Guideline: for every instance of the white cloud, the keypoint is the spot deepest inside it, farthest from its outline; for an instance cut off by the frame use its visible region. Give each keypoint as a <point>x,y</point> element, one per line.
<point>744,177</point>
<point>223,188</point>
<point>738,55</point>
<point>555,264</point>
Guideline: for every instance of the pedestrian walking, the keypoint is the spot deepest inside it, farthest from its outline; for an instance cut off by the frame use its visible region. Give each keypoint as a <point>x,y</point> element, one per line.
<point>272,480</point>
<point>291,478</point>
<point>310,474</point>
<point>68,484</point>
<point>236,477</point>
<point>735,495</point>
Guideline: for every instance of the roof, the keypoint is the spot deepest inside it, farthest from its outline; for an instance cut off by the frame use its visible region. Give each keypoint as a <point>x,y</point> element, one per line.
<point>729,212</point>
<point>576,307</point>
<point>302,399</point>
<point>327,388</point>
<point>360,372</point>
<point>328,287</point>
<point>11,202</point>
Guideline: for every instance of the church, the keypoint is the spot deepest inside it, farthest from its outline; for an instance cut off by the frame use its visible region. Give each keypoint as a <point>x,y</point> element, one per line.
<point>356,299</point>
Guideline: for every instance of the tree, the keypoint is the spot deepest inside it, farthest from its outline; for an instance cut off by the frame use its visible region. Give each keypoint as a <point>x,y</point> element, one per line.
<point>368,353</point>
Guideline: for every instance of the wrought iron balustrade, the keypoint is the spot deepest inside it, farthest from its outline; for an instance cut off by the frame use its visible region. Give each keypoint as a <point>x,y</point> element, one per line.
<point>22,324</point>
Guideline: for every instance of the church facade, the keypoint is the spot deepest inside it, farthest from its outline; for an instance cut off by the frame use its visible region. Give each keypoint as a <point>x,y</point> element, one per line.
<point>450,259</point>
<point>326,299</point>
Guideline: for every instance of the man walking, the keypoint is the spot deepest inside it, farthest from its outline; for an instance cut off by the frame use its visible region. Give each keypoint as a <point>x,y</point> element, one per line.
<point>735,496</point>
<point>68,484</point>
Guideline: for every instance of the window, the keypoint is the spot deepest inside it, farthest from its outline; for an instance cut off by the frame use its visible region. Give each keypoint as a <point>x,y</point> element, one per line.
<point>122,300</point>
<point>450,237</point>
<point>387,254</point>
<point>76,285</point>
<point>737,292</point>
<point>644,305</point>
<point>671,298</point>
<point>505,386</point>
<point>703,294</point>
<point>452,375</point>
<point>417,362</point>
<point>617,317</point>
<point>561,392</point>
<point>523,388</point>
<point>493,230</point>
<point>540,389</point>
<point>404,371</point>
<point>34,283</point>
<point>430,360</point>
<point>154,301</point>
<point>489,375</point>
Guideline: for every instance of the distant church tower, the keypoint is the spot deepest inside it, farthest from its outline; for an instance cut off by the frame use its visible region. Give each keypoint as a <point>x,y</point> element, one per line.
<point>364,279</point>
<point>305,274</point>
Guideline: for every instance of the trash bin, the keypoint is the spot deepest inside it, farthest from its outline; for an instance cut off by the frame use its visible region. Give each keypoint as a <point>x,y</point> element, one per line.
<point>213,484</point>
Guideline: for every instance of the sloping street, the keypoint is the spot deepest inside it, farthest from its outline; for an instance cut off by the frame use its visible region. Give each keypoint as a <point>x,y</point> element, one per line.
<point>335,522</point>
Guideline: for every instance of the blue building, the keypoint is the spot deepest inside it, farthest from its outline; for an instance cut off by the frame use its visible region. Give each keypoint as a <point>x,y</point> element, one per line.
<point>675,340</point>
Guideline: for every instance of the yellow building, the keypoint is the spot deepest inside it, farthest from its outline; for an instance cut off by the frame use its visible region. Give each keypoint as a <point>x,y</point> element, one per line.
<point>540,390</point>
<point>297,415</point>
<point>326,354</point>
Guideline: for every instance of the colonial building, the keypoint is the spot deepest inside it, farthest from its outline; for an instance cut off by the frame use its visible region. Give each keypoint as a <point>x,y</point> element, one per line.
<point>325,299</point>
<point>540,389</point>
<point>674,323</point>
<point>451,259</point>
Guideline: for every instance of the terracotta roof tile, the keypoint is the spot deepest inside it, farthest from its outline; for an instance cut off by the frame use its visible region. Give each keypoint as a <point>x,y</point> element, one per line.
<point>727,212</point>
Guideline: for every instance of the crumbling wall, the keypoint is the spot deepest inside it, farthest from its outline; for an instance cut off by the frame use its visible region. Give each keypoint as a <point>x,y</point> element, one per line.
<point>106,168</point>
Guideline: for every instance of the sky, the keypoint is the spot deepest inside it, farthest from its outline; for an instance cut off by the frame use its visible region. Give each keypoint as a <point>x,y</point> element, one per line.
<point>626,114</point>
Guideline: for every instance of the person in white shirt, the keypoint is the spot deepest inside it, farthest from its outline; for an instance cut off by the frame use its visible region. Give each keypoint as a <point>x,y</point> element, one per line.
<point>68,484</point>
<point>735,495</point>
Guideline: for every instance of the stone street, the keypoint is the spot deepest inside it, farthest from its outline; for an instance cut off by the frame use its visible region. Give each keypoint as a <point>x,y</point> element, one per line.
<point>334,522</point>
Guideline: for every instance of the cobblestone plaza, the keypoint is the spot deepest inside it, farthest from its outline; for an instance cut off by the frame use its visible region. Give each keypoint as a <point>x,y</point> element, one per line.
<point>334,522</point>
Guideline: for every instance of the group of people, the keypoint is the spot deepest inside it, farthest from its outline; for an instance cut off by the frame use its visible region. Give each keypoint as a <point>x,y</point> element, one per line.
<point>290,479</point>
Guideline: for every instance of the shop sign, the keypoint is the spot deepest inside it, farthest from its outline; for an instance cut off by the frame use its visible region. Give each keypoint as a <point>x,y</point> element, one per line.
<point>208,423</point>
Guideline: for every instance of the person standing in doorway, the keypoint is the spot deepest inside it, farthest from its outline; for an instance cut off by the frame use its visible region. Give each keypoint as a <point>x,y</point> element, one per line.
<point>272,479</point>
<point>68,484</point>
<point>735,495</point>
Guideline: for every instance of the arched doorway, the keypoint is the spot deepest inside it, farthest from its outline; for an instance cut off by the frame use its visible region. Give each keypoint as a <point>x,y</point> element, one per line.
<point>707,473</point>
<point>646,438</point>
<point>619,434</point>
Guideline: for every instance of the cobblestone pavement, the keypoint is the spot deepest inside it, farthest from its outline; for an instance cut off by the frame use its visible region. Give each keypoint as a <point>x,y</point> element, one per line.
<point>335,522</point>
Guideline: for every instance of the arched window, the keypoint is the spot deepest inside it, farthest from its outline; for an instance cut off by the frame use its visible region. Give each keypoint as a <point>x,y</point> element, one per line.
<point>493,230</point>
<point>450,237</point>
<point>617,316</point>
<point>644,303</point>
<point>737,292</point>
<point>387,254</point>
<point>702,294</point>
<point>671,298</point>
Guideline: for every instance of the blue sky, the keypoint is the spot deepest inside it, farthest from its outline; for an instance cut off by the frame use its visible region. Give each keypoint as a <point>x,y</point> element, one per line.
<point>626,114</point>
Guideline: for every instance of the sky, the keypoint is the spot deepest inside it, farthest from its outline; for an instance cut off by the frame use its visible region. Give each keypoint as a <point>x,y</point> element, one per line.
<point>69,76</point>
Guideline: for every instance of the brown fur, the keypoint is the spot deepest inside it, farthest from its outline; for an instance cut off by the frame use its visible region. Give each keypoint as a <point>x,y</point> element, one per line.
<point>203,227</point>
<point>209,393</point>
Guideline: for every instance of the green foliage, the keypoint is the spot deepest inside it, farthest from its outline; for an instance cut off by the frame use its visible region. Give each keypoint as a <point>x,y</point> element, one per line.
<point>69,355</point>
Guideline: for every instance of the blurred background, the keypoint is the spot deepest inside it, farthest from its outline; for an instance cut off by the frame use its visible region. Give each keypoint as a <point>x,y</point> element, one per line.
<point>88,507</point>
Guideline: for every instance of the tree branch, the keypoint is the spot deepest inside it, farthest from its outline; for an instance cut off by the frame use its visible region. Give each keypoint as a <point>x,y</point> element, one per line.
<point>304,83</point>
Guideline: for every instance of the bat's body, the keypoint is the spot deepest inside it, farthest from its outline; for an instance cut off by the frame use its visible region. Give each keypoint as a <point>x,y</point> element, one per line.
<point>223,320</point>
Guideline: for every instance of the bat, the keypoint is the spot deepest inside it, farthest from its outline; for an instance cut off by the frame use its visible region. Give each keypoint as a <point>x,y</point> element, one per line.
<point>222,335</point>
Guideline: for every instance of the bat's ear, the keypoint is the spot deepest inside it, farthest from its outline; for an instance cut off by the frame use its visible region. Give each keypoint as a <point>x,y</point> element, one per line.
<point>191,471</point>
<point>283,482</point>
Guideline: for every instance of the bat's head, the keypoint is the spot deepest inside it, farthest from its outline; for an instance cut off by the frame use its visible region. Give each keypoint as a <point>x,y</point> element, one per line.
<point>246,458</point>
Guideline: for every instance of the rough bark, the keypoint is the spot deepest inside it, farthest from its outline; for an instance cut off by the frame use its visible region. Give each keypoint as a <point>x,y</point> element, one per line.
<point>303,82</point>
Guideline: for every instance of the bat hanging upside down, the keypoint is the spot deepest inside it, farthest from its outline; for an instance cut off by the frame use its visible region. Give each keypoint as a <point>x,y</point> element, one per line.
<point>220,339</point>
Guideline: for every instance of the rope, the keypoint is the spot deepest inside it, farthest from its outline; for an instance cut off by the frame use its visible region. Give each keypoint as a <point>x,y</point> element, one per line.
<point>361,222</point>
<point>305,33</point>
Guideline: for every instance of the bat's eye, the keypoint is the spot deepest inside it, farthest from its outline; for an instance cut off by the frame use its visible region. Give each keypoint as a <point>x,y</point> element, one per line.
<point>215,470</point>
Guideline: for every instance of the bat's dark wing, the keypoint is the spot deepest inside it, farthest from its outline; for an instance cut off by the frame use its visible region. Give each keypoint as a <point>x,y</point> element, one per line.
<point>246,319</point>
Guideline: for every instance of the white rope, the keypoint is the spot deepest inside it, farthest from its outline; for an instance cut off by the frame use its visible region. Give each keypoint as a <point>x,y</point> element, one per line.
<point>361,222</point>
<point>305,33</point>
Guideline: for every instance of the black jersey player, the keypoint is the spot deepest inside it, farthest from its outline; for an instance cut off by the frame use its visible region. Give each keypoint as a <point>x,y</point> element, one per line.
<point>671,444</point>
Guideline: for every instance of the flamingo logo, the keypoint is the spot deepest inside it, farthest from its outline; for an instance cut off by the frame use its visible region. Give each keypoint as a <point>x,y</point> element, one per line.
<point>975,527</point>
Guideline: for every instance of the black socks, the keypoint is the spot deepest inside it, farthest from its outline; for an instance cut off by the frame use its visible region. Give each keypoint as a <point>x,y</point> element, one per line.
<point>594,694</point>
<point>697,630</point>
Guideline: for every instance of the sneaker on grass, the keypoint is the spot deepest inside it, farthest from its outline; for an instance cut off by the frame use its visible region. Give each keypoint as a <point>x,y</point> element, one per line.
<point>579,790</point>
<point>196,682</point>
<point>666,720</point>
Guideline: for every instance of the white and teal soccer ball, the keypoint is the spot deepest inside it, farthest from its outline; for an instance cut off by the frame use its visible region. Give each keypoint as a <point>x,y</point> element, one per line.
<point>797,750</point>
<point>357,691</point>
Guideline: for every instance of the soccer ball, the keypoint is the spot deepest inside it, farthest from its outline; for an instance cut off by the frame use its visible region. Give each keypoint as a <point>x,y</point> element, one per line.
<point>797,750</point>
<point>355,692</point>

☆ ☆ ☆ ☆

» **PROBLEM**
Write out, word for word, every line from the one containing "Guideline: for every instance of the flamingo" through the last line of the records above.

» **RESPONSE TO THE TASK**
Guideline: for every instance of the flamingo logo, the keypoint is the spot deepest inside it, farthest from its outline; for an instance cut off by the frame use its visible region. Give each keypoint as a <point>x,y</point> element, one per line.
<point>975,527</point>
Guideline: for every instance of the black socks, the keypoint is the spot deepest inside it, farthest from its outline; for an instance cut off by the frame use its visible region. Give each keypoint as a <point>x,y</point> element, one per line.
<point>594,694</point>
<point>697,630</point>
Guideline: for every instance of the sneaker on grass, the keypoint is the spot deepest inside it, farthest from its outline; for an instance cut off by the frame use its visible region. Give each keypoint as a <point>x,y</point> element, one per line.
<point>579,790</point>
<point>196,682</point>
<point>666,720</point>
Guideline: for every instance of the white and teal soccer ball, the keypoint is the spot deepest inside it, farthest from its outline; for an instance cut off by the frame use its visible region. Give each keypoint as a <point>x,y</point> element, one per line.
<point>797,750</point>
<point>357,691</point>
Guideline: for every instance of the soccer ball, the keypoint is the spot deepest inside it, farthest from its outline; for an instance cut off by the frame use its visible region. Give each keypoint as a <point>x,y</point> element, one per line.
<point>797,750</point>
<point>355,692</point>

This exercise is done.